** Start **

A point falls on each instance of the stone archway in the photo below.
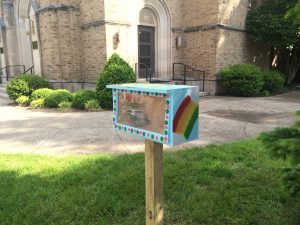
(162, 31)
(23, 31)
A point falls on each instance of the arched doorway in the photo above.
(28, 36)
(153, 35)
(147, 39)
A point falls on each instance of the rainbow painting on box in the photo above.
(167, 114)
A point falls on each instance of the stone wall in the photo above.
(60, 37)
(93, 38)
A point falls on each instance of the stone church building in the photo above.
(70, 40)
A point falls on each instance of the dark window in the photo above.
(35, 45)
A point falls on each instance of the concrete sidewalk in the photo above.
(222, 119)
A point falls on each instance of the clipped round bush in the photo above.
(17, 88)
(92, 105)
(26, 84)
(40, 93)
(58, 96)
(65, 106)
(273, 81)
(23, 100)
(37, 104)
(242, 80)
(116, 71)
(82, 97)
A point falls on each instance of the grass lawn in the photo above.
(235, 183)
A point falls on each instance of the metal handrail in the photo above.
(185, 77)
(6, 69)
(30, 69)
(146, 67)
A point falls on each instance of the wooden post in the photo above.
(154, 182)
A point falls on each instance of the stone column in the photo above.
(10, 39)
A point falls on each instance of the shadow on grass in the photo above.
(231, 184)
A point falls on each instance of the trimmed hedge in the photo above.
(242, 80)
(116, 71)
(82, 97)
(41, 93)
(65, 106)
(25, 84)
(58, 96)
(273, 81)
(23, 100)
(37, 104)
(92, 105)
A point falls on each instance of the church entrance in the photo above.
(146, 49)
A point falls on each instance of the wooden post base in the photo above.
(154, 182)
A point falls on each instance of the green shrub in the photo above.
(17, 88)
(273, 81)
(58, 96)
(65, 106)
(82, 97)
(37, 104)
(116, 71)
(23, 100)
(40, 93)
(285, 143)
(242, 80)
(26, 84)
(92, 105)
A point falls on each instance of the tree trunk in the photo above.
(292, 64)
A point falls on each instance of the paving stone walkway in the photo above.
(222, 119)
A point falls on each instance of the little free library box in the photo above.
(166, 114)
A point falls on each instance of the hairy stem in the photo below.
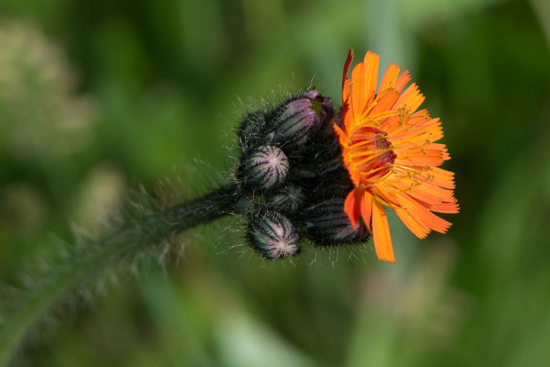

** End **

§ **The exercise**: Update the data above by changing every "photo" to "image" and leaving all else unchanged. Leave the pictures out of your answer.

§ **Answer to the task**:
A point falls on each instance of the stone archway in the image below.
(162, 31)
(23, 31)
A point falls on each instance of the arched doorway in the image above.
(28, 36)
(153, 35)
(147, 39)
A point falls on each instance of the rainbow painting on box in the image above.
(167, 114)
A point falls on each instance of the stone wall in the image above.
(60, 37)
(93, 38)
A point falls on each instance of the stone church building in the image above.
(70, 40)
A point falls on each instance of the dark window in the image above.
(35, 45)
A point falls on each instance of the concrete sidewalk in the image above.
(222, 119)
A point falls on each instance of the clipped round bush in the image above.
(17, 88)
(92, 105)
(26, 84)
(40, 93)
(58, 96)
(65, 106)
(273, 81)
(23, 100)
(37, 104)
(242, 80)
(116, 71)
(82, 97)
A point falls on each instance of the grass lawn in the image above.
(235, 183)
A point falls on each instance of the metal handrail in the image above.
(185, 77)
(6, 69)
(30, 69)
(146, 67)
A point falls on each instance of the wooden post in the image above.
(154, 182)
A point falls on each instance of the stone column in the image above.
(10, 39)
A point falls on each instance of the shadow on grass in the image above.
(231, 184)
A point falls on each instance of the trimmed hedge in the image above.
(242, 80)
(116, 71)
(82, 97)
(41, 93)
(65, 106)
(25, 84)
(58, 96)
(273, 81)
(23, 100)
(37, 104)
(92, 105)
A point falls on each instance of the church entrance in the image above.
(146, 49)
A point falls on each instance of the wooden post base in the image above.
(154, 182)
A point falls on each instance of the green shrub in the image above.
(17, 88)
(273, 81)
(58, 96)
(65, 106)
(82, 97)
(37, 104)
(116, 71)
(23, 100)
(40, 93)
(285, 143)
(242, 80)
(26, 84)
(92, 105)
A point falls on each instance of the tree trunk in the image above.
(292, 64)
A point falls on each instance of the paving stone walkway in the image above.
(222, 119)
A point falls on each instance of the little free library box in the image above.
(166, 114)
A point falls on each instance of the hairy stem in the image below.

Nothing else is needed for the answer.